* [Il problema]: Trascrivi per intero e senza alcuna modifica il brano sulla conversione e il Battesimo.

Come nella Pentecoste, la predicazione del kérigma ha come scopo naturale di condurre chi ascolta alla metànoia e al Battesimo: "L'annuncio della parola di Dio mira alla conversione cristiana, cioè all'adesione piena e sincera a Cristo e al suo Vangelo mediante la fede" (Giovanni Paolo II, Lett. enc. Redemptoris missio (7 dicembre 1990), RMi 46: AAS 83 (1991), 292]. La conversione a Cristo, peraltro, "è connessa col Battesimo: lo è non solo per la prassi della Chiesa, ma per volere di Cristo, che ha inviato la sua Chiesa a far discepole tutte le genti e a battezzarle (cfr. Mt 28,19); lo è anche per l'intrinseca esigenza di ricevere la pienezza della vita in Lui: "In verità, in verità ti dico - Gesù insegna a Nicodemo - se uno non nasce da acqua e da Spirito, non può entrare nel Regno di Dio" (Jn 3,5). Il Battesimo, infatti, ci rigenera alla vita dei figli di Dio, ci unisce a Gesù Cristo, ci unge nello Spirito Santo: esso non è un semplice suggello della conversione, quasi un segno esteriore che la dimostri e la attesti, bensi è sacramento che significa e opera questa nuova nascita dallo Spirito, instaura vincoli reali e inscindibili con la Trinità, rende membri del Corpo di Cristo, che è la Chiesa" (Ibid., RMi 47, l.c., 293-294]. Pertanto, un itinerario di conversione che non giungesse al Battesimo si fermerebbe a metà strada.

* [Righe di dati]:
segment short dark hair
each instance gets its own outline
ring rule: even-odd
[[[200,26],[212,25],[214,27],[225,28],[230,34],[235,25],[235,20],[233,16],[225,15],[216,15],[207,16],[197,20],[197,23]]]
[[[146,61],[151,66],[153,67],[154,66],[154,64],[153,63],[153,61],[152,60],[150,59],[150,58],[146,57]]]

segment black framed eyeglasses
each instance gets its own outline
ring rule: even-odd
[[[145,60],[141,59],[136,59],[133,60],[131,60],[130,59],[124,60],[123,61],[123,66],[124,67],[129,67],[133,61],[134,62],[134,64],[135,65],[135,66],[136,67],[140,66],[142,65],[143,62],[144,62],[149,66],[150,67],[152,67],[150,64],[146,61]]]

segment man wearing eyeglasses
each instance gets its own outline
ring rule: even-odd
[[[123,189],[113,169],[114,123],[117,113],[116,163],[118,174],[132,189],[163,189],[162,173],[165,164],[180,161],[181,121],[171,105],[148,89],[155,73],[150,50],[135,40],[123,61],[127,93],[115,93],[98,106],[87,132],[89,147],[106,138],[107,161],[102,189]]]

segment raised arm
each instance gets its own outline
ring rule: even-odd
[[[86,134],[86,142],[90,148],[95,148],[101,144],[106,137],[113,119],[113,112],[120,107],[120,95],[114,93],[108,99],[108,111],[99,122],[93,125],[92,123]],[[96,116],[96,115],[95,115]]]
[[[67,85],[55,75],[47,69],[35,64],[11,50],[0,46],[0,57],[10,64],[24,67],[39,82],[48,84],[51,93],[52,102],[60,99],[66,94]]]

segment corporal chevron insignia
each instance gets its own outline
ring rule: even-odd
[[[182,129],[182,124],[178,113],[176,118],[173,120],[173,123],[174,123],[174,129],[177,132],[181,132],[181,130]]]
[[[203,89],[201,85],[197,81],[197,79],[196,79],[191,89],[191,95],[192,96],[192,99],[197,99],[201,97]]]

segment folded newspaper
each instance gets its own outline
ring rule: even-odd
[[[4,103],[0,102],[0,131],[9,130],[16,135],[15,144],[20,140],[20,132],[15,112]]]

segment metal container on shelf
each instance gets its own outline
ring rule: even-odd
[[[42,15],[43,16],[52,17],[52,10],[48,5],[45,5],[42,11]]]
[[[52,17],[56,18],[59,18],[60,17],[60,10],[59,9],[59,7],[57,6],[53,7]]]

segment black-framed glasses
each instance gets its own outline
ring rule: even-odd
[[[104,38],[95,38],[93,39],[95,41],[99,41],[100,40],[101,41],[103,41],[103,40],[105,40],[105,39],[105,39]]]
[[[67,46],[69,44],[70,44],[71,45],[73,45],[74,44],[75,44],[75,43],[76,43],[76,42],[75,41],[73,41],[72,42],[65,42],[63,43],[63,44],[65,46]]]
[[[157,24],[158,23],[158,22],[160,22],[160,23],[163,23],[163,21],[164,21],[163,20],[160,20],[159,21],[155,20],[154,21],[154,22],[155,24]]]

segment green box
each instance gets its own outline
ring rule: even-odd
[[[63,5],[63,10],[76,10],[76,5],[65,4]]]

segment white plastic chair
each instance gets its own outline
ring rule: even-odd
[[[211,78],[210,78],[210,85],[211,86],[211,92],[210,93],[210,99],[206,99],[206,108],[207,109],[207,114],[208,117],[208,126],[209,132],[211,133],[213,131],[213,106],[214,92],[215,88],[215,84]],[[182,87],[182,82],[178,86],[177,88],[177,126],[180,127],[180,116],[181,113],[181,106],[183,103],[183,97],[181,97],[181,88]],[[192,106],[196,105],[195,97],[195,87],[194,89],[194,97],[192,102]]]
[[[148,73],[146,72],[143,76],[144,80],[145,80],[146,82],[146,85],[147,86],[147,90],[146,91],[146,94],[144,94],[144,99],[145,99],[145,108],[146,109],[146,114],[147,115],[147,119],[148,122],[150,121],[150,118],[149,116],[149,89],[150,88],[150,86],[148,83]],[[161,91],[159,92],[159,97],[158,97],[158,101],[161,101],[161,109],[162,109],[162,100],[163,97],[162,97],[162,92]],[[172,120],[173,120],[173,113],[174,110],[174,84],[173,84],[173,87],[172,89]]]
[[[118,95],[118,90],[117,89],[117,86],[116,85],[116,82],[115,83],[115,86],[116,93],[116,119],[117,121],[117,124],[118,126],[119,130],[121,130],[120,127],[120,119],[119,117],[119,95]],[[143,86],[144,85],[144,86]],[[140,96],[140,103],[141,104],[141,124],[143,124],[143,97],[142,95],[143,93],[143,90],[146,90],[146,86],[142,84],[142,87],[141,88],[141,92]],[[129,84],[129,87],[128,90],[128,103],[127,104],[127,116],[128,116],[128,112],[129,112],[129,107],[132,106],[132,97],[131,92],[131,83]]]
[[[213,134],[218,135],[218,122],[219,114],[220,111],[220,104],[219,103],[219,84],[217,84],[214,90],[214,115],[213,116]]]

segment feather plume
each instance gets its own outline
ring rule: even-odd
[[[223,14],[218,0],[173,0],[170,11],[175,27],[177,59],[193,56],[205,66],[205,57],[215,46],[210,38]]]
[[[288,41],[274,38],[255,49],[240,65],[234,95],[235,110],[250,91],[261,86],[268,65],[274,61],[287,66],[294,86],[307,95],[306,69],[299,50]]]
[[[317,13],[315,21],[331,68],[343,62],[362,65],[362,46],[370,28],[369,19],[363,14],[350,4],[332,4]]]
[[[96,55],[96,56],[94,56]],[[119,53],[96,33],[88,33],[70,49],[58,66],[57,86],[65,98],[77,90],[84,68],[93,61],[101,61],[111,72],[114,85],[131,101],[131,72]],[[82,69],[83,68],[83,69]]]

* [Risultato finale]:
Come nella Pentecoste, la predicazione del kérigma ha come scopo naturale di condurre chi ascolta alla metànoia e al Battesimo: "L'annuncio della parola di Dio mira alla conversione cristiana, cioè all'adesione piena e sincera a Cristo e al suo Vangelo mediante la fede" (Giovanni Paolo II, Lett. enc. Redemptoris missio (7 dicembre 1990), RMi 46: AAS 83 (1991), 292]. La conversione a Cristo, peraltro, "è connessa col Battesimo: lo è non solo per la prassi della Chiesa, ma per volere di Cristo, che ha inviato la sua Chiesa a far discepole tutte le genti e a battezzarle (cfr. Mt 28,19); lo è anche per l'intrinseca esigenza di ricevere la pienezza della vita in Lui: "In verità, in verità ti dico - Gesù insegna a Nicodemo - se uno non nasce da acqua e da Spirito, non può entrare nel Regno di Dio" (Jn 3,5). Il Battesimo, infatti, ci rigenera alla vita dei figli di Dio, ci unisce a Gesù Cristo, ci unge nello Spirito Santo: esso non è un semplice suggello della conversione, quasi un segno esteriore che la dimostri e la attesti, bensi è sacramento che significa e opera questa nuova nascita dallo Spirito, instaura vincoli reali e inscindibili con la Trinità, rende membri del Corpo di Cristo, che è la Chiesa" (Ibid., RMi 47, l.c., 293-294]. Pertanto, un itinerario di conversione che non giungesse al Battesimo si fermerebbe a metà strada.